"""

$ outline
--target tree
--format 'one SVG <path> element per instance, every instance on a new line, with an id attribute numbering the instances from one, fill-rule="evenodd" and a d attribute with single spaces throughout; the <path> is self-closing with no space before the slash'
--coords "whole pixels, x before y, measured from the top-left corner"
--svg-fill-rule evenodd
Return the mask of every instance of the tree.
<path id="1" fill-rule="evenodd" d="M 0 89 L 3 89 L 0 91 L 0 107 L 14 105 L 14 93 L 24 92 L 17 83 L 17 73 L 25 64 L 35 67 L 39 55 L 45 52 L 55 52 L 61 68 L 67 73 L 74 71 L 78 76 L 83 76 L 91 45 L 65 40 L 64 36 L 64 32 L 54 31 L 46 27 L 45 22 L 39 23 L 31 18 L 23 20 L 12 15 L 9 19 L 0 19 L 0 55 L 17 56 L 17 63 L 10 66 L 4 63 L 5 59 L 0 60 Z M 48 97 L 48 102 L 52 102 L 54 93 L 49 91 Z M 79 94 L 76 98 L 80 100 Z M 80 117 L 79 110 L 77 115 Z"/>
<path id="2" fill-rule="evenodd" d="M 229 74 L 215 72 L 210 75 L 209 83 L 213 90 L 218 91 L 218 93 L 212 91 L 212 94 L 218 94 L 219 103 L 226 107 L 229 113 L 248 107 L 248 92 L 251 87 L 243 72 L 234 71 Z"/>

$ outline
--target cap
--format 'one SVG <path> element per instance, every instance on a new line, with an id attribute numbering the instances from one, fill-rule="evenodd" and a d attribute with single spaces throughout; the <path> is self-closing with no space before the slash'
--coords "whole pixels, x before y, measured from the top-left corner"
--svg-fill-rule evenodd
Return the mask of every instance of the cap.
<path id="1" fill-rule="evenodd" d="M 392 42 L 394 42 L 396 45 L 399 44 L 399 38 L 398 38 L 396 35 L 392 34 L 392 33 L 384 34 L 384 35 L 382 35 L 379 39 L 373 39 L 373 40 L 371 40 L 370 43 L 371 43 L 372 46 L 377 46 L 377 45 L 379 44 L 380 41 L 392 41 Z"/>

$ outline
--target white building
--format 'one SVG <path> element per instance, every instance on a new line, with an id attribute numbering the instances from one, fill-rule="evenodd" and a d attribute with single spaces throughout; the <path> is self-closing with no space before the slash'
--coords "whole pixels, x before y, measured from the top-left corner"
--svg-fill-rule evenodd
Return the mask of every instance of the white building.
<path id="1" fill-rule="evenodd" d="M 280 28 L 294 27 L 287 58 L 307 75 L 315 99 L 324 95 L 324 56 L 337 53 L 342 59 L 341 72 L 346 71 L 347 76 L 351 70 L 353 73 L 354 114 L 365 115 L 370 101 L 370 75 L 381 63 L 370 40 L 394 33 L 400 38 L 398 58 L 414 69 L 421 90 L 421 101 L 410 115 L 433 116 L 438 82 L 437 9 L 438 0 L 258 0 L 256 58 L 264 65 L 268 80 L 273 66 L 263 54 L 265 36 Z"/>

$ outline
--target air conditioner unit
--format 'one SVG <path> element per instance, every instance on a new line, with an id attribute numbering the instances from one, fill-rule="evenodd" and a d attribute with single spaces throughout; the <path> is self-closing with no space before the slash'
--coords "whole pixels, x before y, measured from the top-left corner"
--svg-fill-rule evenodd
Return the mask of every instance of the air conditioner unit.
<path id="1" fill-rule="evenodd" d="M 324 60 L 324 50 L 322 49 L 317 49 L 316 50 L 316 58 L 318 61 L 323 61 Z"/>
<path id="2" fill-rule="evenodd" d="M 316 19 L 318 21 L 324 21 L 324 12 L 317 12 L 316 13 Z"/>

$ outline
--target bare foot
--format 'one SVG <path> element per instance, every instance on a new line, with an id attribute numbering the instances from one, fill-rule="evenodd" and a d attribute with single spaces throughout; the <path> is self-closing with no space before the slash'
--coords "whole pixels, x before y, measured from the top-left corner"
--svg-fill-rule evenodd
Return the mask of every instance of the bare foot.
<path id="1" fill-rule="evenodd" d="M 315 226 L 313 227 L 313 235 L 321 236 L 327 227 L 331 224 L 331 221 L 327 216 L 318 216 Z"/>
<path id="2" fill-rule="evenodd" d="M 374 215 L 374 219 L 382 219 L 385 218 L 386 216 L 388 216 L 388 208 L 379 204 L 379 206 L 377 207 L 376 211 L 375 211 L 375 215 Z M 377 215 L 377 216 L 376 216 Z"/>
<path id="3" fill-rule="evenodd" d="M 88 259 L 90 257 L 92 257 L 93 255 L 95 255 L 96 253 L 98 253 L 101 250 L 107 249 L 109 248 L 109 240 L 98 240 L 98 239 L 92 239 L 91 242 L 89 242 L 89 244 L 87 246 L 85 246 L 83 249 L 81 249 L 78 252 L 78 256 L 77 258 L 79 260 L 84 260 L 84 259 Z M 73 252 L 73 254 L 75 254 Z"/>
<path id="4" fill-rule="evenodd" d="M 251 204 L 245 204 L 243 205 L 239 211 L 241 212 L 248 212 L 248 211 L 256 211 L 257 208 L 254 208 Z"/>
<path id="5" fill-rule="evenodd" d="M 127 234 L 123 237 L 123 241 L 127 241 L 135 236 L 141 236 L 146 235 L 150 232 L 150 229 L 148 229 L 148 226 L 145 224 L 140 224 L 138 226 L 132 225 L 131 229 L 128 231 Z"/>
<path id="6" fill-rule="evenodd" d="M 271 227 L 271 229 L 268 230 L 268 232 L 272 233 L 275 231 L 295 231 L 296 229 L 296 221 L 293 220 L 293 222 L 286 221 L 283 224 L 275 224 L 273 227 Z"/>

"""

Work order
Respond with one number, the count of lines in the data that hold the string "target".

Response to the exercise
5